_Given text_.
On this topic, Rolling Stone magazine published a piece by Hannah Gold I missed just about a year ago. It covers the relationships between private prisons and higher education:
American universities do a fine job of selling themselves as pathways to opportunity and knowledge. But follow the traffic of money and policies through these academic institutions and you’ll often wind up at the barbed wire gates of Corrections Corporation of America (CCA) and GEO Group, the two largest private prison operators in the United States. …
Institutions of higher education have now become a part of what sociologist Victor Rios has called the “youth control complex”—a tightly bundled network of institutions that work insidiously and in harmony to criminalize young people of color. Here are five ways that universities buy into private prison companies.
Slightly conspiratorial, slightly cobbled together – but useful information, all the same. Hannah finds five connections: The classic investments in private prisons corporations; the use of criminal record information to bar students with records from admission; presence of private prison company executives on the Boards of Trustees of educational institutes; the use of unsavory security giant G4S for campus security; and funding university research. As a simple minded software engineer, here’s what comes to mind as I read the piece, structured by point:
1. Regarding educational investment/divestment: This is the most important and understandable – but exists on the assumption that the readers are liberals who already understand the inappropriateness of private prisons. Perhaps there’s an accompanying piece that covers it; but, if not, then the “outraged liberal” tone of the piece comes off as tone-deaf. How many conservatives are against private prisons? No luck finding any polls on that precise question; AFSCME has an undated poll that claims only 28% of US citizens are in favor of private prisons, 51% against. Given the lack of date, I have trouble with credibility – and with the source of the poll.

_Required actions_.
1. Reproduce a portion of the passage on private prisons and higher education, beginning at the words "On this topic, Rolling" and stopping after the words "private prison companies.".
2. In the passage on private prisons and higher education, which two companies are identified as the largest private prison operators in the United States?
3. According to the passage on private prisons and higher education, why does the writer have trouble with the credibility of the AFSCME poll? Answer in one to three sentences.
The records that follow have no connection to the passage above.

(A set of records)
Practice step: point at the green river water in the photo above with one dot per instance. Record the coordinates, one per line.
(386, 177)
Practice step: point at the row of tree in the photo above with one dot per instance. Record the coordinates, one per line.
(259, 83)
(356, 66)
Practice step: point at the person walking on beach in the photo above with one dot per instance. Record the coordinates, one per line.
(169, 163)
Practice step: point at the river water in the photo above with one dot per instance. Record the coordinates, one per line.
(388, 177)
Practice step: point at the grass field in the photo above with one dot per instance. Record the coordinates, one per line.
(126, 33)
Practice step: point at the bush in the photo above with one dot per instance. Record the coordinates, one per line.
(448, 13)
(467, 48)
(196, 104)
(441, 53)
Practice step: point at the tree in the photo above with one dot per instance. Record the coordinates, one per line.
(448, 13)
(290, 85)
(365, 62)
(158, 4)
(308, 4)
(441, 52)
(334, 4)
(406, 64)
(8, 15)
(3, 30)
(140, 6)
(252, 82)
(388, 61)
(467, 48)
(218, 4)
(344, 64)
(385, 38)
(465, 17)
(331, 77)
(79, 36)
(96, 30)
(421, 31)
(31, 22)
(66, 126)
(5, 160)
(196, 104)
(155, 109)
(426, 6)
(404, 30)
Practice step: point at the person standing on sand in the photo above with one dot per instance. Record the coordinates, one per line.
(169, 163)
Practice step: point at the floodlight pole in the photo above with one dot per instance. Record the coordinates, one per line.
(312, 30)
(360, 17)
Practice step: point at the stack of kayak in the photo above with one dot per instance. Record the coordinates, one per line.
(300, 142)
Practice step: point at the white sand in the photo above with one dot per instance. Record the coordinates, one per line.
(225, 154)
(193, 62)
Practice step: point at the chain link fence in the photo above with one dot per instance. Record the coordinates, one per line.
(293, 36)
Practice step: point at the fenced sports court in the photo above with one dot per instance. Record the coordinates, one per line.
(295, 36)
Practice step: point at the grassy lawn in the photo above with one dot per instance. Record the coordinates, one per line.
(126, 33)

_Responses for each task_.
1.
On this topic, Rolling Stone magazine published a piece by Hannah Gold I missed just about a year ago. It covers the relationships between private prisons and higher education:
American universities do a fine job of selling themselves as pathways to opportunity and knowledge. But follow the traffic of money and policies through these academic institutions and you’ll often wind up at the barbed wire gates of Corrections Corporation of America (CCA) and GEO Group, the two largest private prison operators in the United States. …
Institutions of higher education have now become a part of what sociologist Victor Rios has called the “youth control complex”—a tightly bundled network of institutions that work insidiously and in harmony to criminalize young people of color. Here are five ways that universities buy into private prison companies.

2. Corrections Corporation of America (CCA) and GEO Group.

3. The writer doubts the poll's credibility because it is undated.